* [STATED TASK]: Please find every line in the data that contains the word "tall" and copy each one. Case counts.

* [PROVIDED MATERIAL]:
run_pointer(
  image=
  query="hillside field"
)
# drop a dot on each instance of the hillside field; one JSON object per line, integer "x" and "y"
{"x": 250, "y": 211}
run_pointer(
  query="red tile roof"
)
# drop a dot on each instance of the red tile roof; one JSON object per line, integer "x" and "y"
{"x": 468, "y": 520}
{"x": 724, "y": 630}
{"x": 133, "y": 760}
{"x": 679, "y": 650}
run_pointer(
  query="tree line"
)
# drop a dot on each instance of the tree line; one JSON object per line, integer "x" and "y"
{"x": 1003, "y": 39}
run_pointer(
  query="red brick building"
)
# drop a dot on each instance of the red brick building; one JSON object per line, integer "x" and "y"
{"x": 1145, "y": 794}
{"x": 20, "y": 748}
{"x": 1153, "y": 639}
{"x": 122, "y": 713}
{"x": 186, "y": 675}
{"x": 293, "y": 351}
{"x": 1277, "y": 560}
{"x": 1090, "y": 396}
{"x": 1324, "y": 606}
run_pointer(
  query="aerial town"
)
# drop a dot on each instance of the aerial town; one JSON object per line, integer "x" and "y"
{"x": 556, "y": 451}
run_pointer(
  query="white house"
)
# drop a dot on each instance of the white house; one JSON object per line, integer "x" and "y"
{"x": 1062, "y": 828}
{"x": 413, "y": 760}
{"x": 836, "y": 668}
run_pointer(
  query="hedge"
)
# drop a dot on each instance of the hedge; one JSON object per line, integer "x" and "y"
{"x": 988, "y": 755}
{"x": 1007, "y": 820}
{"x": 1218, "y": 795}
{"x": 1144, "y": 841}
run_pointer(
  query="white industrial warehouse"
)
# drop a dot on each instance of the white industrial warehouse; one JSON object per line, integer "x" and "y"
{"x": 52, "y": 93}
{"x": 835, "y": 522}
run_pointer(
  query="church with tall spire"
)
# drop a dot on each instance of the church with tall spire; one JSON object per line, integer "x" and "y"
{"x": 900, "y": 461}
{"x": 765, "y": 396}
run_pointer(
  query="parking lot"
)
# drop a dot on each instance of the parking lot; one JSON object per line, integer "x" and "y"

* [EXERCISE SOLUTION]:
  query="church with tall spire"
# drop a dot on each instance of the church with tall spire; one JSON object per line, integer "x" and "y"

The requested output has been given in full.